┌────────

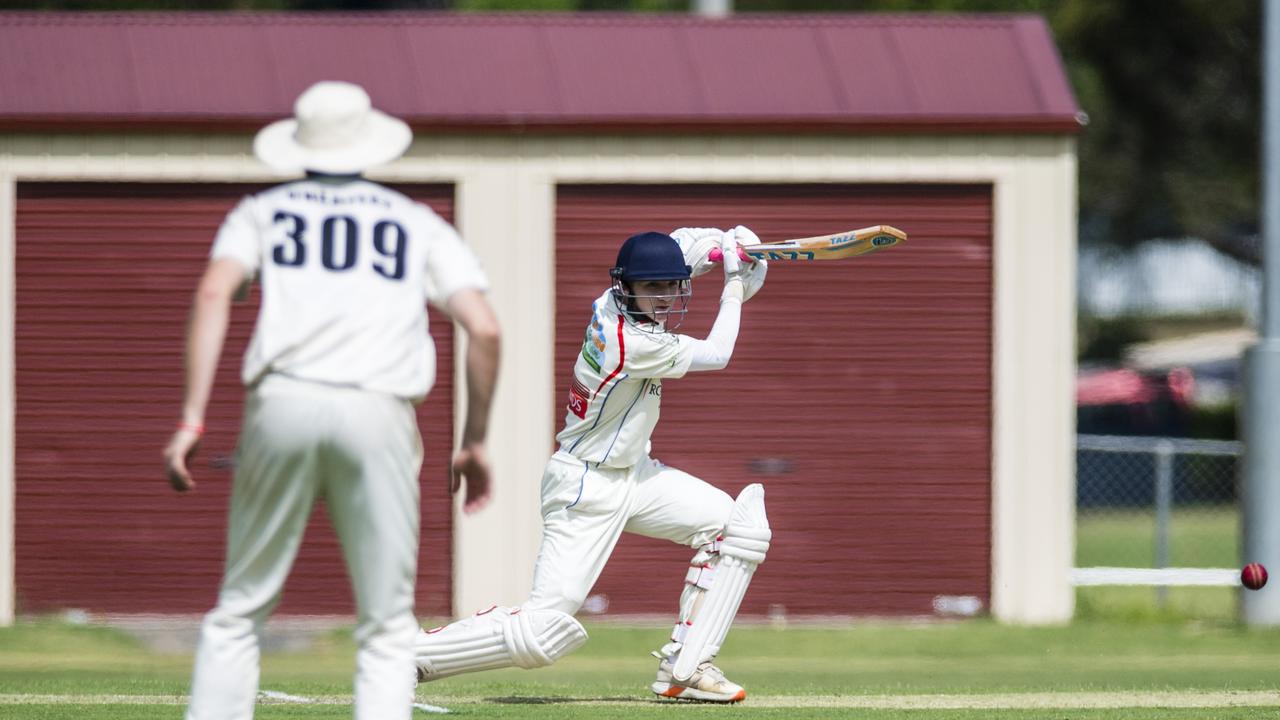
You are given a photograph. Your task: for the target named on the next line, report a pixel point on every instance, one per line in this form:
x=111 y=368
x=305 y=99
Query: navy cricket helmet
x=652 y=256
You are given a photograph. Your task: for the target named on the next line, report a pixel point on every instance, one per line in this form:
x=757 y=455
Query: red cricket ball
x=1253 y=575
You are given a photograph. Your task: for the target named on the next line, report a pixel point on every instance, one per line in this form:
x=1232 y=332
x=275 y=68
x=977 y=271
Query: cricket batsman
x=603 y=481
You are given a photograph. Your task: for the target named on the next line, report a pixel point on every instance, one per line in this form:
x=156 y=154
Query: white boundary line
x=1221 y=577
x=1006 y=701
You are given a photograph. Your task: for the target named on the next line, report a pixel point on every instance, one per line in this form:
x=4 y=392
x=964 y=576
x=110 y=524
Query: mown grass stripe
x=1002 y=701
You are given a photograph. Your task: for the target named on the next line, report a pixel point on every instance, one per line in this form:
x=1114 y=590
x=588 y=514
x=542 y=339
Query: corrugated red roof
x=855 y=72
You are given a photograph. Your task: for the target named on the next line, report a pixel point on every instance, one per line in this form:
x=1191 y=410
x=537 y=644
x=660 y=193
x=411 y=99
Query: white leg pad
x=743 y=547
x=499 y=637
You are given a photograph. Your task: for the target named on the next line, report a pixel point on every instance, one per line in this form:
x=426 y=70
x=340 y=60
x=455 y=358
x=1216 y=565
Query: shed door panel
x=105 y=273
x=859 y=392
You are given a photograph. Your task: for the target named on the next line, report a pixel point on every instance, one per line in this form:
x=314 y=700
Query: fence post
x=1164 y=510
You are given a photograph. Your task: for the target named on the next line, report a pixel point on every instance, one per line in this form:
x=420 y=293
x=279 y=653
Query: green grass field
x=880 y=670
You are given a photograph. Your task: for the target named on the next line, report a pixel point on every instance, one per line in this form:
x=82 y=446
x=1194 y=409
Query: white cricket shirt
x=616 y=390
x=346 y=272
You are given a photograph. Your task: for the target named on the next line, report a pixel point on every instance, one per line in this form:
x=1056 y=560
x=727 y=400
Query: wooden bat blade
x=836 y=246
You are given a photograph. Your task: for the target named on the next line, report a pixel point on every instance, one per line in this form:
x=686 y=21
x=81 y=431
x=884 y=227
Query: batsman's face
x=658 y=299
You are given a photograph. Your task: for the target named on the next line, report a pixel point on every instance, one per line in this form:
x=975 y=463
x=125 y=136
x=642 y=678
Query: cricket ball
x=1253 y=575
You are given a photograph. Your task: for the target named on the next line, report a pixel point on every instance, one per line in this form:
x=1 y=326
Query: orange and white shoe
x=707 y=684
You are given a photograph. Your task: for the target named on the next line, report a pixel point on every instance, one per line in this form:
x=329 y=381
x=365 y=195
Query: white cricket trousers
x=588 y=507
x=361 y=454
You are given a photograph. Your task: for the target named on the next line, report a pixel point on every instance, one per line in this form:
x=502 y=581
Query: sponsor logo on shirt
x=594 y=342
x=577 y=395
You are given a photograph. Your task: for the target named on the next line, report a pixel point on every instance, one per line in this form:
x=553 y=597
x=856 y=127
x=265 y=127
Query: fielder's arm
x=206 y=329
x=470 y=309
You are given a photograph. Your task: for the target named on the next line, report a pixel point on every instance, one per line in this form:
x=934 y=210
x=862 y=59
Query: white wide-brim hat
x=334 y=130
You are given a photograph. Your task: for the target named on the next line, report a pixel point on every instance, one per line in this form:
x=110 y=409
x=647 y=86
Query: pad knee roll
x=741 y=548
x=499 y=637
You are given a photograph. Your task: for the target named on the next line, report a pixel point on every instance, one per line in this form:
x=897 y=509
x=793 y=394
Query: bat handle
x=716 y=255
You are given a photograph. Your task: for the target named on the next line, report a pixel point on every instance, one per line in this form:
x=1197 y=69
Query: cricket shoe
x=707 y=684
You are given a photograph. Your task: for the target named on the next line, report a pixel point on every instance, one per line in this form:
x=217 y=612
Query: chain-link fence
x=1157 y=502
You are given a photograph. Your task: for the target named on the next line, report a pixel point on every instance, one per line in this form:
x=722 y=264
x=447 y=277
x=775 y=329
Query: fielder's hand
x=471 y=461
x=178 y=456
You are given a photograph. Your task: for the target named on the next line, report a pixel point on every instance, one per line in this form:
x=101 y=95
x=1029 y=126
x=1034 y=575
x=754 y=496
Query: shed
x=910 y=413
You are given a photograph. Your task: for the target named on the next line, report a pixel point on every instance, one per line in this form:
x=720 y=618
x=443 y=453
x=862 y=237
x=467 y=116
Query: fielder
x=603 y=482
x=339 y=358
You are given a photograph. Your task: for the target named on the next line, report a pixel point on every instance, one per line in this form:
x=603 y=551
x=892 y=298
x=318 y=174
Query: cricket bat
x=837 y=246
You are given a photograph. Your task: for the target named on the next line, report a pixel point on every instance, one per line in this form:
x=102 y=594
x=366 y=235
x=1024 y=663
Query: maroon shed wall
x=859 y=392
x=104 y=282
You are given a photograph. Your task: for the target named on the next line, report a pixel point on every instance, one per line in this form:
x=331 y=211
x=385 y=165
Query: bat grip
x=716 y=255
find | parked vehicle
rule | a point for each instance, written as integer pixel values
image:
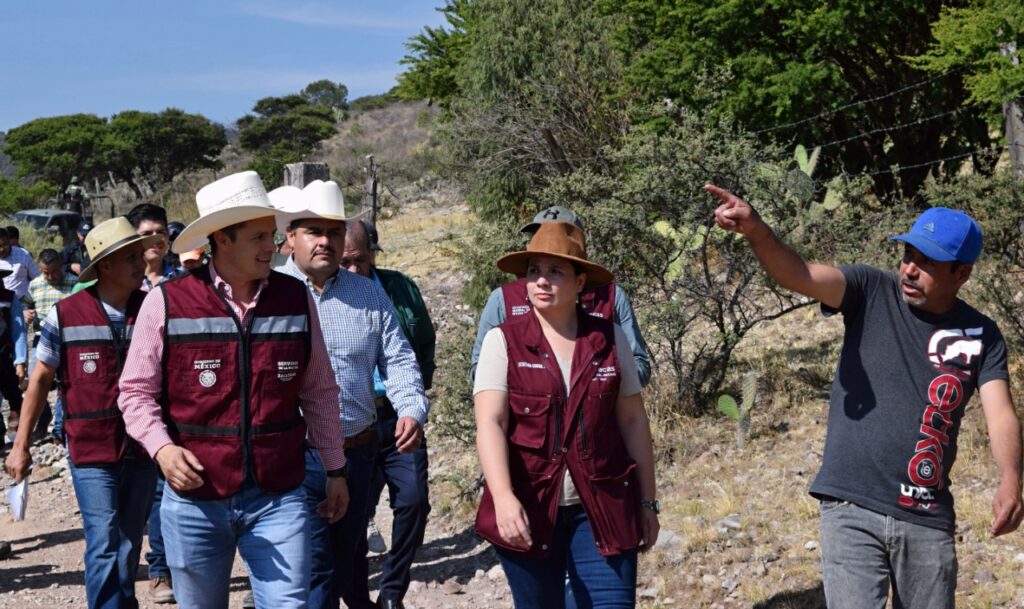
(60, 221)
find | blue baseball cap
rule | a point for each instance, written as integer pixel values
(944, 235)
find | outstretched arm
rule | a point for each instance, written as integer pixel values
(1005, 436)
(820, 281)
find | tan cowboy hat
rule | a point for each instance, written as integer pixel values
(560, 240)
(318, 200)
(238, 198)
(107, 237)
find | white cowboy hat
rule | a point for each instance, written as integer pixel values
(107, 237)
(320, 200)
(238, 198)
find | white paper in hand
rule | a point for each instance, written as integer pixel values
(18, 497)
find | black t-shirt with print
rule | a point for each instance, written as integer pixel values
(903, 380)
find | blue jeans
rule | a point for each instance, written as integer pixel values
(269, 530)
(406, 475)
(156, 558)
(863, 552)
(598, 581)
(349, 570)
(114, 501)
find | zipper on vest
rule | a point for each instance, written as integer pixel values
(245, 371)
(583, 428)
(246, 368)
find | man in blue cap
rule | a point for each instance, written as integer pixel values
(912, 355)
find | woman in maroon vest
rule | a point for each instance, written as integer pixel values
(562, 437)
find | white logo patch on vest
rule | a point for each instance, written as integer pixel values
(207, 378)
(287, 371)
(88, 361)
(529, 364)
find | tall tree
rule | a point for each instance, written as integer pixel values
(283, 130)
(58, 147)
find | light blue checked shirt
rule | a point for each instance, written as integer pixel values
(361, 333)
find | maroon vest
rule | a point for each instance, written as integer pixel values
(91, 357)
(231, 392)
(549, 432)
(599, 302)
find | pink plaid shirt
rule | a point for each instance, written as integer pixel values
(142, 377)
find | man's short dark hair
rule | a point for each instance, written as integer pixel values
(49, 256)
(146, 211)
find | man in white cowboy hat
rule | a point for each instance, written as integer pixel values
(363, 334)
(222, 357)
(85, 339)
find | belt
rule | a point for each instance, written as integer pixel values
(363, 438)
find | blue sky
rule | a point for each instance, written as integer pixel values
(215, 57)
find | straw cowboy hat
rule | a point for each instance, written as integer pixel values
(318, 200)
(107, 237)
(238, 198)
(559, 240)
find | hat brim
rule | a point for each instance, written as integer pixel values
(517, 263)
(929, 249)
(285, 220)
(197, 234)
(89, 272)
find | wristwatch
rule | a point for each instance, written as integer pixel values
(651, 505)
(339, 473)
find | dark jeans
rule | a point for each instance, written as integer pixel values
(114, 501)
(406, 476)
(863, 553)
(338, 569)
(156, 557)
(598, 581)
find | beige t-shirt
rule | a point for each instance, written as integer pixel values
(492, 375)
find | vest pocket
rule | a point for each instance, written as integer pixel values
(528, 421)
(96, 438)
(615, 510)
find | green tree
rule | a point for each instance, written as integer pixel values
(329, 94)
(778, 61)
(434, 57)
(283, 130)
(153, 148)
(975, 39)
(57, 147)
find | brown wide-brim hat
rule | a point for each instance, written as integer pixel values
(559, 240)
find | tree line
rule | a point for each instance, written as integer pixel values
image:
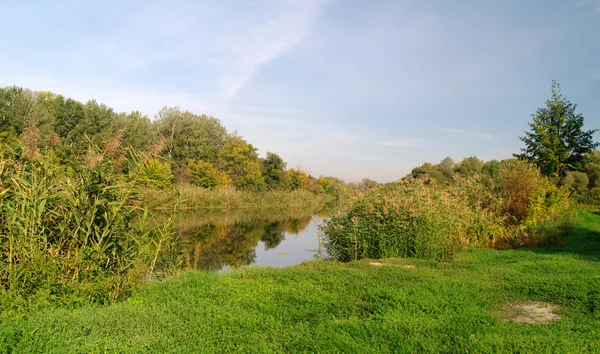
(185, 147)
(556, 144)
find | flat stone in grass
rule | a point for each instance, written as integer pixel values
(529, 312)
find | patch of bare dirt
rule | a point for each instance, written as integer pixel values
(379, 264)
(529, 312)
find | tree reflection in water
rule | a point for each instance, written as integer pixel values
(214, 243)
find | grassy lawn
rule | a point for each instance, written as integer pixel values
(354, 307)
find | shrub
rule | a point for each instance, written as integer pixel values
(409, 220)
(155, 173)
(70, 228)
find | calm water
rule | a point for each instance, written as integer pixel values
(221, 242)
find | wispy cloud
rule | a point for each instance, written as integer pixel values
(480, 135)
(261, 42)
(400, 143)
(591, 5)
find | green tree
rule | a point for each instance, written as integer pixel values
(470, 166)
(273, 168)
(239, 159)
(592, 168)
(189, 136)
(556, 142)
(204, 174)
(579, 182)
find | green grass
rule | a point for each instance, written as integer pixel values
(345, 307)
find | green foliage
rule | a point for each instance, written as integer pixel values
(409, 220)
(190, 136)
(273, 168)
(239, 160)
(205, 175)
(295, 179)
(14, 105)
(155, 173)
(579, 182)
(470, 166)
(427, 219)
(70, 230)
(556, 142)
(330, 307)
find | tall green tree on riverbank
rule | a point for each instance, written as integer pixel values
(557, 143)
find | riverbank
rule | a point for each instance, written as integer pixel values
(391, 305)
(197, 198)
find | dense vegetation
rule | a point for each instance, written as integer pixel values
(331, 307)
(439, 209)
(77, 181)
(187, 148)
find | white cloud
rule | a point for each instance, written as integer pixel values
(400, 143)
(486, 136)
(259, 43)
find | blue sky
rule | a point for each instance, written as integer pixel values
(350, 88)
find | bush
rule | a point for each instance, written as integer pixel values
(70, 228)
(433, 220)
(409, 220)
(156, 174)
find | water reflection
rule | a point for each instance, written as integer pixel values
(217, 242)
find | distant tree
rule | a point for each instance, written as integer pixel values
(189, 136)
(273, 168)
(369, 183)
(155, 173)
(138, 131)
(579, 181)
(556, 142)
(592, 168)
(295, 178)
(239, 159)
(14, 105)
(469, 166)
(69, 115)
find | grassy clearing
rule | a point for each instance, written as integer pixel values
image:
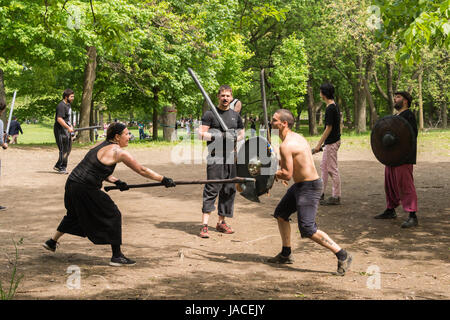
(41, 135)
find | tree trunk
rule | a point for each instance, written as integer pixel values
(169, 117)
(360, 97)
(361, 121)
(373, 111)
(92, 121)
(3, 98)
(311, 111)
(205, 107)
(444, 114)
(297, 119)
(390, 88)
(88, 88)
(155, 123)
(420, 100)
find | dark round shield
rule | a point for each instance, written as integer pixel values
(256, 159)
(392, 140)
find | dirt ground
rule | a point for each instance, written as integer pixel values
(161, 226)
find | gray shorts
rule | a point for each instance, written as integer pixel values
(302, 197)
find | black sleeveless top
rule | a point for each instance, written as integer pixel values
(90, 171)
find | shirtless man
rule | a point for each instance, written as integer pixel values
(297, 163)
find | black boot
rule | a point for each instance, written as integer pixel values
(411, 222)
(387, 214)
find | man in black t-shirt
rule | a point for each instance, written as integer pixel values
(62, 130)
(220, 161)
(399, 181)
(331, 139)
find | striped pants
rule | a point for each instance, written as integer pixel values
(329, 167)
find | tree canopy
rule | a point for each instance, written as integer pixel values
(367, 49)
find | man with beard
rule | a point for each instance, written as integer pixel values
(398, 180)
(62, 130)
(220, 161)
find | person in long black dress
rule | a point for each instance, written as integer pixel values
(91, 212)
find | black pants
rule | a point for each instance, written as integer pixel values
(226, 191)
(64, 142)
(303, 198)
(91, 213)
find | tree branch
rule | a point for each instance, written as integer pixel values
(92, 10)
(380, 90)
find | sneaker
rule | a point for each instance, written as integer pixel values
(387, 214)
(224, 228)
(204, 232)
(121, 261)
(280, 259)
(411, 222)
(331, 201)
(344, 265)
(50, 245)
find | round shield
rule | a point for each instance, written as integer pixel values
(256, 159)
(392, 140)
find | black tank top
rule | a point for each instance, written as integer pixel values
(90, 171)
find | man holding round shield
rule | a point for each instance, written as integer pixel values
(399, 182)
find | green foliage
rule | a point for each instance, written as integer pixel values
(9, 293)
(144, 49)
(290, 74)
(416, 24)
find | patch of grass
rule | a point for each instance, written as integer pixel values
(9, 293)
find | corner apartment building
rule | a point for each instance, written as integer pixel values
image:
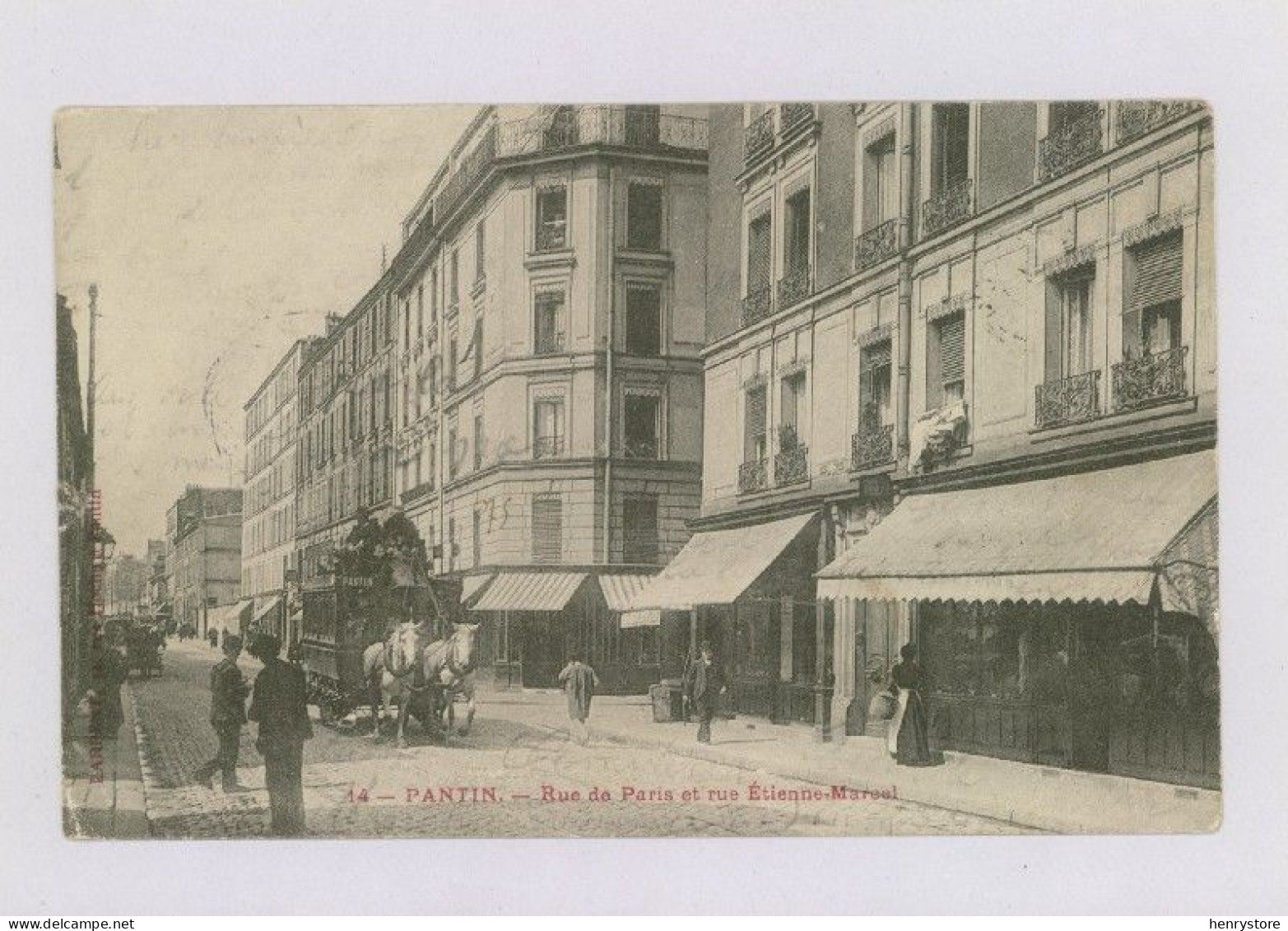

└────────

### TASK BRIEF
Whenever a line of the records holds the string "blue", pick it out and copy it.

### EXERCISE RESPONSE
find | blue baseball cap
find | blue jeans
find | man in blue cap
find | light blue checked shirt
find | blue sky
find | blue sky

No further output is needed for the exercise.